**PAGE EXTRACT**:
○ ○ ○ ○

Thursday, 18 October 2012

#EnviLOD: User Requirements Survey Results Now Published

The British Library and HR Wallingford, as part of our work on #EnviLOD, carried out a user survey, which identified the following potential use cases for vocabularies to be tested in the semantic enrichment and search workpackages:

  1. Returning results for geographically specific queries. Beyond keyword recognition, this use case includes proximity and recognition of geographic entities that are implied, but not stated within the query (for example in a query for flooding in SW England, identifying towns such as Exeter within that region, without it being explicitly articulated in the query).
  2. Answering non-open-ended queries. In this case, the user is asking for a specific piece of information, which might pertain to a budget, specific piece of legislation, flood levels in a particular locality, etc. For example: What is the annual flood defence expenditure in The Netherlands? These are questions that can be definitively answered, and to which semantic search algorithms can likely be easily trained.
  3. Answering open-ended queries. In this case, a user is conducting research with an aim of learning more about a particular topic. In this case, there is no definitive ‘answer’ to the query—the question is answered once the user has established that s/he has sufficient information on the topic. For example: What are some examples of community engagement relating to flood risk management? These questions are likely more difficult for a LOD approach to add value—but nevertheless represent an important type of question asked by survey respondents.

In general, users were found to prefer Google-style keyword searches, or searches in which they could pose a question above other types of searches. The amount of subject specific jargon used in their queries depended on the nature of the question that was asked, as well as the job held by the individual who was asking it. As such, the LOD vocabularies used in this work need to be flexible, enabling generalist queries, while also allowing subject-specific queries, where possible.

For further details, please see this public deliverable.

Wednesday, 17 October 2012

GATE and EnviLOD at the JISC Research Tools programme meeting

Today I went to Birmingham for the #JISCrestools programme meeting, organised by Christopher Brown and Torsten Reimer.

My presentation was on our latest #EnviLOD research on semantic annotation with Linked Open Data (DBPedia, Geonames, and GEMET) coupled with a demo of the Mimir-based semantic search over environmental science literature.

It was a really good meeting, especially seeing in more detail related work around:

  • text mining and social science tools for analysing social media (COSMOS and the Twitter analysis workbench); 
  • SKOS-HASSET on turning the HASSET thesaurus into SKOS and publishing as Linked Open Data, as well as using it for automated indexing; 
  • the INSPIRES project on finding links between researchers;
  • the Histore project which created training modules on text mining for historians, including GATE;
  • the eHealth GATEWay to the Clouds project which will soon publish some GATE plugins for anonymisation of electronic patient records
  • the COMTAX project on community-driven curation of taxonomic databases.
There were many other very interesting ones, just no time to write now about them all, but they are listed here.

○ ○ ○ ○

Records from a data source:
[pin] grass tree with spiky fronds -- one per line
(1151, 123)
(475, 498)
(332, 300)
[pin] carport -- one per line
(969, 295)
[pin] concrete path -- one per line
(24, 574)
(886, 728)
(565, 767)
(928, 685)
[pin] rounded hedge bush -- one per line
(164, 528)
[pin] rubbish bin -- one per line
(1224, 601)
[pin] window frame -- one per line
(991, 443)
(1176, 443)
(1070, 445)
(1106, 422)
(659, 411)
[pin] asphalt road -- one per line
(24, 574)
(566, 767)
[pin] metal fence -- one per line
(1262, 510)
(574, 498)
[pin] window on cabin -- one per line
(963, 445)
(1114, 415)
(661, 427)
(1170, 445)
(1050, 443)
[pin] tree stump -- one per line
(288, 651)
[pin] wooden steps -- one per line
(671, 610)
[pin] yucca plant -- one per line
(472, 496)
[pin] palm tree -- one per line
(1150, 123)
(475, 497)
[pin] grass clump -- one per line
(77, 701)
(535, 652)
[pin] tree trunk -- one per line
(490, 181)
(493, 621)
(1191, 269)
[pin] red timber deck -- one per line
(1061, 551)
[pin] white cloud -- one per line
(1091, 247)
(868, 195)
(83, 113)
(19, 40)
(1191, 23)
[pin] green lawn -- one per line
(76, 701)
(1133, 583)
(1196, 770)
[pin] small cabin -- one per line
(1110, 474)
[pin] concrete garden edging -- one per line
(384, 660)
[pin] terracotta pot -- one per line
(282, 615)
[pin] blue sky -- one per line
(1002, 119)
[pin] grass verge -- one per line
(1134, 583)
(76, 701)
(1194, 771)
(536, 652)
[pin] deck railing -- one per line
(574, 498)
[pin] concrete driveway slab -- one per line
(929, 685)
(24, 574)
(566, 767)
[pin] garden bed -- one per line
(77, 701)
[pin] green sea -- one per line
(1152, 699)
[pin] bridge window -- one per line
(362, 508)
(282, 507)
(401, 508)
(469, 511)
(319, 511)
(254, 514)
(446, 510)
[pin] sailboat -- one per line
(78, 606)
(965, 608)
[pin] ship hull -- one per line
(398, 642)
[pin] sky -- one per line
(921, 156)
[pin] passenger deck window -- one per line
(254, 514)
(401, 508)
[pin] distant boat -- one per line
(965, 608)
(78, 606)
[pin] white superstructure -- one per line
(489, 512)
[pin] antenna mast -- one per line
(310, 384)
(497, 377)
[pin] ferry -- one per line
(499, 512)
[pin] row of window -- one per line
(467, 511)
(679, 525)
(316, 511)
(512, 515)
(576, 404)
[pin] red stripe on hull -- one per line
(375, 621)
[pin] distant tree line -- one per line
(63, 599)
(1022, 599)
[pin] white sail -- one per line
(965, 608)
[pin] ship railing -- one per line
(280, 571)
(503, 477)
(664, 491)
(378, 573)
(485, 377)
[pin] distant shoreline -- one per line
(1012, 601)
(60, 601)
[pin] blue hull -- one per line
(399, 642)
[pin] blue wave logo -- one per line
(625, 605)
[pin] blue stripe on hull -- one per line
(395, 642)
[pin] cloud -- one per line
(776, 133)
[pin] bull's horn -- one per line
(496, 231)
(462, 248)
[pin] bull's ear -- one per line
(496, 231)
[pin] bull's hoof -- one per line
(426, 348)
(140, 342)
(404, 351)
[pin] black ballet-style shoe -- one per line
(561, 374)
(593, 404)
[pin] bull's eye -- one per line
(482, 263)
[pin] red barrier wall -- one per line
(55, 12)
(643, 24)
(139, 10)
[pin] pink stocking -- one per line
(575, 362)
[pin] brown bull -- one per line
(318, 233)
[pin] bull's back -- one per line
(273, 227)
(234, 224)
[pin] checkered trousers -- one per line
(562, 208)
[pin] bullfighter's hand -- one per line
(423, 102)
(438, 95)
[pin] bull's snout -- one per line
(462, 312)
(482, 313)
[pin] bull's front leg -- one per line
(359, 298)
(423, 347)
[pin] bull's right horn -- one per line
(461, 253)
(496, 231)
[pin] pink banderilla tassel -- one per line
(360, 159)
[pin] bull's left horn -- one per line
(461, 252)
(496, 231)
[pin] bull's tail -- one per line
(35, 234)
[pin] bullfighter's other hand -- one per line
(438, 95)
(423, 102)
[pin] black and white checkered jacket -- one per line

○ ○ ○ ○

**TASKS TO PERFORM**:
1. Name the Linked Open Data sources that the blog page says were used in the EnviLOD semantic annotation research.
2. Reproduce word for word the stretch of the blog page from "It was a really" through "are listed here.".

**RESPONSES BY ITEM NUMBER**:
1.
DBPedia
Geonames
GEMET

2.
It was a really good meeting, especially seeing in more detail related work around:

  • text mining and social science tools for analysing social media (COSMOS and the Twitter analysis workbench); 
  • SKOS-HASSET on turning the HASSET thesaurus into SKOS and publishing as Linked Open Data, as well as using it for automated indexing; 
  • the INSPIRES project on finding links between researchers;
  • the Histore project which created training modules on text mining for historians, including GATE;
  • the eHealth GATEWay to the Clouds project which will soon publish some GATE plugins for anonymisation of electronic patient records
  • the COMTAX project on community-driven curation of taxonomic databases.
There were many other very interesting ones, just no time to write now about them all, but they are listed here.